• WRITTEN PROBLEM: Reproduce everything from the line containing "- **Query**: shirt collar" down to the line containing "974,211 -> 1012,256", both included. Offset every bounding-box coordinate in the detection results by +148, and leave all other text on those lines unchanged.

##########

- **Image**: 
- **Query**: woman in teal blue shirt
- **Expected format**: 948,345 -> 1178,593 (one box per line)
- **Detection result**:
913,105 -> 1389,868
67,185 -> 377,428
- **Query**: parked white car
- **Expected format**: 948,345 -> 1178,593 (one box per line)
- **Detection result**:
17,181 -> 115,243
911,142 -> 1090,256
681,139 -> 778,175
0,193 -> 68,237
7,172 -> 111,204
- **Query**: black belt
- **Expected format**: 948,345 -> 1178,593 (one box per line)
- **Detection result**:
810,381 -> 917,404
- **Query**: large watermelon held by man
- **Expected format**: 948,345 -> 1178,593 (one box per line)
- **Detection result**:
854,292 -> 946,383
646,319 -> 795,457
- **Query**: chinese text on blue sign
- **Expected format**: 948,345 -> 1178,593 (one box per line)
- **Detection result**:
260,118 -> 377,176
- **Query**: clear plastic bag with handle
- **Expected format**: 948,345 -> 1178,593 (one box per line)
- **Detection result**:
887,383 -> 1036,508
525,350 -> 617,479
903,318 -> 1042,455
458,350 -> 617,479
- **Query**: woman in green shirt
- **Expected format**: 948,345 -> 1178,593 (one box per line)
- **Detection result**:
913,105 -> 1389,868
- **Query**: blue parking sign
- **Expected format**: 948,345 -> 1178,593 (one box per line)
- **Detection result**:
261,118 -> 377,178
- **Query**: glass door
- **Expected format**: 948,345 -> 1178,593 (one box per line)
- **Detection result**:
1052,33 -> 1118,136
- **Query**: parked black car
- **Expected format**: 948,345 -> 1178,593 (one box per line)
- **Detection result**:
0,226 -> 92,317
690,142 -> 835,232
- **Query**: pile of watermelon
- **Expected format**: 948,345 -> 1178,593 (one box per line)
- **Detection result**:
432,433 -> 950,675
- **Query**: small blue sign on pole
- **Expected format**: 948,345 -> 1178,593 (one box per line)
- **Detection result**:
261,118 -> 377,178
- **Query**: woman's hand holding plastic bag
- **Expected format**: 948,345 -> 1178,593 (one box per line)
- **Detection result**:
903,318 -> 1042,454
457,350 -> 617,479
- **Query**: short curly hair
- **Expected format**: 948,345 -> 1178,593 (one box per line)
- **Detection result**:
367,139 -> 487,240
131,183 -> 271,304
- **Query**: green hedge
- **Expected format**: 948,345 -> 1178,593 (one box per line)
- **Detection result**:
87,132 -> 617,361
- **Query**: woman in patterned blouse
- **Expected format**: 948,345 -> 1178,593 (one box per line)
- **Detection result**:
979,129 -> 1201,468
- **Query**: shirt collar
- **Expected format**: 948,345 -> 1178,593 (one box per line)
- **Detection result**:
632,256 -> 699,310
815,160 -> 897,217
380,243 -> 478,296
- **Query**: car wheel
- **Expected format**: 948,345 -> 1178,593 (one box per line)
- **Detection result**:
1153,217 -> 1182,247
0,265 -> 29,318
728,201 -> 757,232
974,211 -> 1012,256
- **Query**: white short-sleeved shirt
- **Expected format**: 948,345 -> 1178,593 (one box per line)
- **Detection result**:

##########

• SOLUTION FOR THIS PROBLEM:
- **Query**: shirt collar
- **Expected format**: 948,345 -> 1178,593 (one box per line)
- **Detection result**:
780,404 -> 847,458
963,308 -> 1045,365
528,391 -> 626,444
- **Query**: car wheel
- **Expected format**: 948,345 -> 1178,593 (one box per line)
- **Detection result**:
1301,365 -> 1330,395
148,413 -> 177,466
876,349 -> 905,380
1122,359 -> 1160,404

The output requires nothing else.